## CHALLENGE A:
In the records, change "snail" to "slug" throughout the stretch from the line containing "Point out the snail body here." through the line containing "[0,85,400,299]", then give those lines again with nothing else altered.

## TEXT SEGMENT:

┄┄┄┄┄┄┄┄┄┄

- Theatrical release poster
- 霍元甲
- Directed by: Yuen Woo-ping
- Written by: Ng See-yuen; Leung Lap-yan; Wong Jing;
- Produced by: Ng See-yuen
- Starring: Bryan Leung; Yasuaki Kurata; Yuen Yat-choh; Philip Ko; Yuen Cheung-yan; Brandy Yuen; Steve Lee;
- Cinematography: Ma Koon-wah
- Music by: Stanley Chow
- Production company: Seasonal Film Corporation
- Release date: 12 February 1982;
- Running time: 89 minutes
- Country: Hong Kong
- Language: Cantonese
- Box office: HK$1,875,117

= Legend of a Fighter =

1982 Hong Kong martial arts film

Legend of a Fighter is a 1982 Hong Kong martial arts film directed by Yuen Woo-ping, and produced by Ng See-yuen, who also wrote the screenplay with Leung Lap-yan and Wong Jing. The film starred Bryan Leung, Yasuaki Kurata, Yuen Yat-choh, Philip Ko, Yuen Cheung-yan, Brandy Yuen, and Steve Lee. The film is loosely based on the life of the Chinese martial artist Huo Yuanjia.

┄┄┄┄┄┄┄┄┄┄

## DATASET RECORDS:
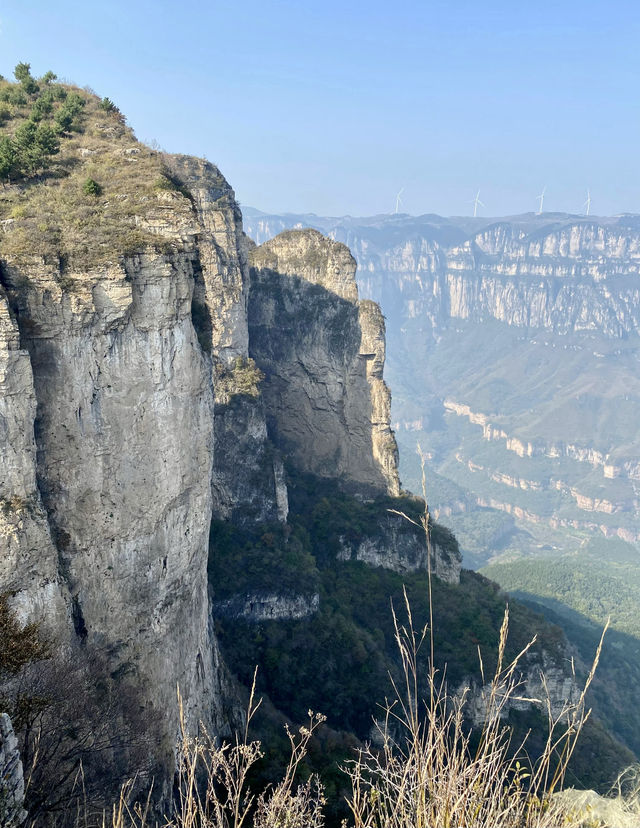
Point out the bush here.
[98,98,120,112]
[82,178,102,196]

┄┄┄┄┄┄┄┄┄┄

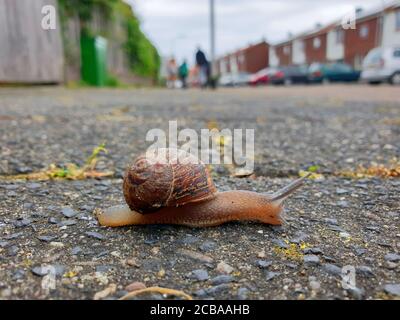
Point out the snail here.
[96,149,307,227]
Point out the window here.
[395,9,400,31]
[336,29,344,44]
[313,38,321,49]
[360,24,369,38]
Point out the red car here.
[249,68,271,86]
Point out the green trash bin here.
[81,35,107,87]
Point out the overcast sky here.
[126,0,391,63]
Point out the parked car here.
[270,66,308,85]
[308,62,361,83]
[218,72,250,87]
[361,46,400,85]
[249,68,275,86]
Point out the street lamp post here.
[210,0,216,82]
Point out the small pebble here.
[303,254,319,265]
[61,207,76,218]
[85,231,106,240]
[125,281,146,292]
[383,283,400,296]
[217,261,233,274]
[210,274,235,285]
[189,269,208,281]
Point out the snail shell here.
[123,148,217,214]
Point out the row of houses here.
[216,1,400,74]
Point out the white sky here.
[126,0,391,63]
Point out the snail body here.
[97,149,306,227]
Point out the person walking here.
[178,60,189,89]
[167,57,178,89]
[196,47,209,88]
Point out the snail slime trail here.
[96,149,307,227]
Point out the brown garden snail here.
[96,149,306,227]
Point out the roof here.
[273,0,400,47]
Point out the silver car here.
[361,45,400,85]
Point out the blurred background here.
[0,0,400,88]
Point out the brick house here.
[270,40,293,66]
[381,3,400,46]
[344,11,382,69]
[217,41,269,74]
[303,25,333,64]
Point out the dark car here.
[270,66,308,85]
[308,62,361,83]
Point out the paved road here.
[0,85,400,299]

┄┄┄┄┄┄┄┄┄┄

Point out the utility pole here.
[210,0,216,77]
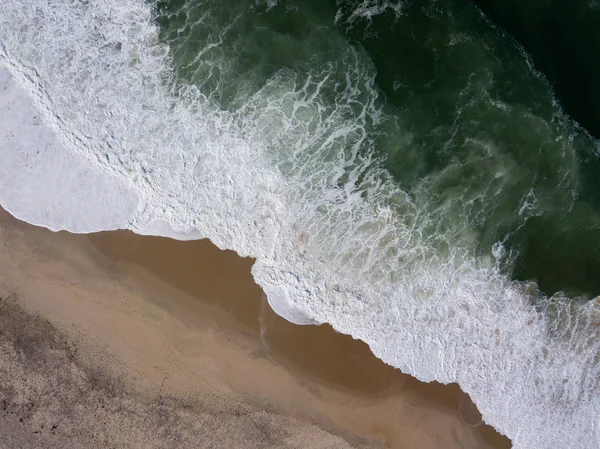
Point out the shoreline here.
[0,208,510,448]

┄┄┄┄┄┄┄┄┄┄

## CHALLENGE B:
Reproduce the stretch of the film text from "Legend of a Fighter is" through "artist Huo Yuanjia." word for word.

## FULL OUTPUT A:
Point out the slug body here.
[97,149,306,227]
Point out the person walking here.
[178,60,189,89]
[167,57,178,89]
[196,47,209,88]
Point out the slug slime trail here.
[96,149,307,227]
Point out the brown garden slug here.
[96,149,306,227]
Point out the roof here.
[273,0,400,47]
Point out the silver car here.
[361,45,400,85]
Point out the blurred background here.
[0,0,400,88]
Point out the brick house here.
[270,40,293,66]
[381,3,400,46]
[344,11,382,69]
[217,41,269,74]
[303,25,333,64]
Point out the dark car here.
[270,66,308,85]
[308,62,361,83]
Point out the paved road here.
[0,85,400,299]

## FULL OUTPUT B:
Legend of a Fighter is a 1982 Hong Kong martial arts film directed by Yuen Woo-ping, and produced by Ng See-yuen, who also wrote the screenplay with Leung Lap-yan and Wong Jing. The film starred Bryan Leung, Yasuaki Kurata, Yuen Yat-choh, Philip Ko, Yuen Cheung-yan, Brandy Yuen, and Steve Lee. The film is loosely based on the life of the Chinese martial artist Huo Yuanjia.